» **EXERCISE PROMPT**
Return the full passage describing how DVT incidence studies were searched for, selected, and reviewed, reproducing it word for word.

» **SELECTED PASSAGE**
MEDLINE (1966–2001) and EMBASE (1950–2001) were searched for studies on the incidence of DVT and thromboembolism. The criterion for inclusion of studies was the reporting of all diagnosed patients with DVT in a defined general population in a developed country. The reference lists of selected papers were searched for further studies. The minimum quality criteria for inclusion in the review were that: DVT diagnoses were confirmed by clinical tests (phlebography, duplex scan) or a satisfactory validation study confirming the accuracy of the diagnoses had been performed; the age range of a defined catchment population was specified; and incidence rates could be estimated per 10 000 person years.

The studies which met the initial inclusion criteria were assessed independently by each of the authors to ascertain that each fulfilled the criteria and furthermore attained the minimum quality criteria for inclusion in the review. The final list of included papers was agreed by discussion. Each author then independently abstracted data from each of the studies and calculated crude incidence rates. The final rates to be included were then agreed by discussion between the authors. Also, all authors confirmed the subsequent calculations by one author (FGRF) of adjusted incidence rates as described below. Mean incidence rates were calculated by one author (FJIF) and checked by the others.

(Saved entries)
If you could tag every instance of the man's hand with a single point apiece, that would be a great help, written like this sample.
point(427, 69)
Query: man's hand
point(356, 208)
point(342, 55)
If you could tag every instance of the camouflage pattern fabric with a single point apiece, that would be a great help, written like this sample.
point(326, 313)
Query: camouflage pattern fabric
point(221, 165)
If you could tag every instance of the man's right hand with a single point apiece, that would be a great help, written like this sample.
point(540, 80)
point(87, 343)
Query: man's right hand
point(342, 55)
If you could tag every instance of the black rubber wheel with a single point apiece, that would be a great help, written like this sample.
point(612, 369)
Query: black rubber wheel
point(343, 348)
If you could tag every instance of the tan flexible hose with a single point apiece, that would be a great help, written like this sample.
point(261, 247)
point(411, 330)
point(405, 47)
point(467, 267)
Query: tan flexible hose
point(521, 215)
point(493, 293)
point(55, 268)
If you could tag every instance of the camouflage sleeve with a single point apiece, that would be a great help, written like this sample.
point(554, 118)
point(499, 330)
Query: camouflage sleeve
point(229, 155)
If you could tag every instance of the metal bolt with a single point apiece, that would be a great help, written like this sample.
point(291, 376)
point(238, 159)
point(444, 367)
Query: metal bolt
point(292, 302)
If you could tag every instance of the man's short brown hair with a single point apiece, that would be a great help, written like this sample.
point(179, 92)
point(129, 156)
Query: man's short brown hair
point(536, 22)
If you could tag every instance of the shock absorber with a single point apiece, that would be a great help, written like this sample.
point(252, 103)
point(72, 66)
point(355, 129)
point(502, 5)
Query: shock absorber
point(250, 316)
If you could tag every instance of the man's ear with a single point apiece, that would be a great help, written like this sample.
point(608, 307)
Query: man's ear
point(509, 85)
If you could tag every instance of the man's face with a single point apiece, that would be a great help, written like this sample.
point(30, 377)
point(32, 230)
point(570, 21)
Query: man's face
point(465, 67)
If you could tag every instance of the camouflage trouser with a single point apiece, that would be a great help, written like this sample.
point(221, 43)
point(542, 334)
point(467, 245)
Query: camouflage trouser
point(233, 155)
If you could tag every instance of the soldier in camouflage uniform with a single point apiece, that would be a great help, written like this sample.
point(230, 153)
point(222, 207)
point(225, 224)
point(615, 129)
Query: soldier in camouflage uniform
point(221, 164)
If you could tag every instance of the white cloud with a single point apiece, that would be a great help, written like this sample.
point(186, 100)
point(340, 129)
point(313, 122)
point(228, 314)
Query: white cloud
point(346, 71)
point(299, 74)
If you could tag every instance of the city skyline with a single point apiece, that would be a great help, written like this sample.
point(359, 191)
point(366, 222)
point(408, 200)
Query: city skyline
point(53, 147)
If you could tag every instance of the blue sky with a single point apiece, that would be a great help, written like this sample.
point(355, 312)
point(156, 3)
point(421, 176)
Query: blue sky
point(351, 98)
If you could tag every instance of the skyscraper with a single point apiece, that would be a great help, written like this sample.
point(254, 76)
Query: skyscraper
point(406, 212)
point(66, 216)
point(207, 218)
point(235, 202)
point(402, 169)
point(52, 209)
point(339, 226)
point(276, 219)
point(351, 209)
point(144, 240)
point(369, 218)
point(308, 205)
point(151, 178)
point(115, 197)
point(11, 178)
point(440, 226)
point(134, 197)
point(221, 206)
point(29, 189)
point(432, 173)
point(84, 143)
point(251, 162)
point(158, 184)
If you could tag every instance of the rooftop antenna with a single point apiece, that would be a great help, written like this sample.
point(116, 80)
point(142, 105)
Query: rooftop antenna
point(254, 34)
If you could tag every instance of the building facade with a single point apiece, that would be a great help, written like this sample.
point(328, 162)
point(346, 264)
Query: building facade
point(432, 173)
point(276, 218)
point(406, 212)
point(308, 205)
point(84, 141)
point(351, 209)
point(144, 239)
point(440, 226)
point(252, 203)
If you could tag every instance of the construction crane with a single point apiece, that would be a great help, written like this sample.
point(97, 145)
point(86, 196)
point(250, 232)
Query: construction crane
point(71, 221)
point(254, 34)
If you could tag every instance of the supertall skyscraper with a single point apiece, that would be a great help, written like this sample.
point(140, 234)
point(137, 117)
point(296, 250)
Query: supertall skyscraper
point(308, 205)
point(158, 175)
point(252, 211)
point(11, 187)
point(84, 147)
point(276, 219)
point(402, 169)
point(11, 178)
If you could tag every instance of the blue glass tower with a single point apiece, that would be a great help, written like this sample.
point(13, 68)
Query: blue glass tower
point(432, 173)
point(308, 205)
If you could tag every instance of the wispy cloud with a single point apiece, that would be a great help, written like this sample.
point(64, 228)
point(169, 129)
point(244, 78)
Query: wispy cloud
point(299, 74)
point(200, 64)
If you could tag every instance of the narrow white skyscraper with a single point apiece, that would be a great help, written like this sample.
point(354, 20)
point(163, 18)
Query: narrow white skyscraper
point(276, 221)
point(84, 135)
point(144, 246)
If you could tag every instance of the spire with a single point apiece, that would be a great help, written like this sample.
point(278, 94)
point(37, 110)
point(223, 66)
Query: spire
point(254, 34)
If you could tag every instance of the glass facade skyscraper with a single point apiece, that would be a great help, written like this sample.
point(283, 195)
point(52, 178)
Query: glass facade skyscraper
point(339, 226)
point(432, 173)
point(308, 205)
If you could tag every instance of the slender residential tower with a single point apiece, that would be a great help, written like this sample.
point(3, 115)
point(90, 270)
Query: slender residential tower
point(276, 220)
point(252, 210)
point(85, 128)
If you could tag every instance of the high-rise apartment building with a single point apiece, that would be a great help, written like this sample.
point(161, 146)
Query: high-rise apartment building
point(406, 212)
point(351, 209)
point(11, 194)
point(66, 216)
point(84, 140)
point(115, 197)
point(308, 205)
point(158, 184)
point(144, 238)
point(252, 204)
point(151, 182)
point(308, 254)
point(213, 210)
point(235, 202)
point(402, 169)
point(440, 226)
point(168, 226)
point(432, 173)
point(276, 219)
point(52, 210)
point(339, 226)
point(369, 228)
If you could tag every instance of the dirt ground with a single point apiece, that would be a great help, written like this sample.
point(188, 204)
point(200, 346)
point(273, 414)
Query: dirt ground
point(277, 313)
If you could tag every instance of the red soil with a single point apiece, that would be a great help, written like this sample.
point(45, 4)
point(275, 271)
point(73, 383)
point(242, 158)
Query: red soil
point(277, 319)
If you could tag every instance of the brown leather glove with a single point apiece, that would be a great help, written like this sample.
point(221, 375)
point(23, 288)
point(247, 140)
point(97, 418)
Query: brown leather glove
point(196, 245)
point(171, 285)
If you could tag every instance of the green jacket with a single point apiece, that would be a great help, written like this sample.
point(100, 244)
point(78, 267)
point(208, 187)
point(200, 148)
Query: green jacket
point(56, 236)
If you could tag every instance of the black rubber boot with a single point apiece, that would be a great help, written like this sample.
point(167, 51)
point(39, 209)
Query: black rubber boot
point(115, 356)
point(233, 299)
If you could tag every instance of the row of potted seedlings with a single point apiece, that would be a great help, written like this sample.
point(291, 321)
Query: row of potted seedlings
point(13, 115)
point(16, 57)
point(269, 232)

» **RESPONSE AREA**
MEDLINE (1966–2001) and EMBASE (1950–2001) were searched for studies on the incidence of DVT and thromboembolism. The criterion for inclusion of studies was the reporting of all diagnosed patients with DVT in a defined general population in a developed country. The reference lists of selected papers were searched for further studies. The minimum quality criteria for inclusion in the review were that: DVT diagnoses were confirmed by clinical tests (phlebography, duplex scan) or a satisfactory validation study confirming the accuracy of the diagnoses had been performed; the age range of a defined catchment population was specified; and incidence rates could be estimated per 10 000 person years.

The studies which met the initial inclusion criteria were assessed independently by each of the authors to ascertain that each fulfilled the criteria and furthermore attained the minimum quality criteria for inclusion in the review. The final list of included papers was agreed by discussion. Each author then independently abstracted data from each of the studies and calculated crude incidence rates. The final rates to be included were then agreed by discussion between the authors. Also, all authors confirmed the subsequent calculations by one author (FGRF) of adjusted incidence rates as described below. Mean incidence rates were calculated by one author (FJIF) and checked by the others.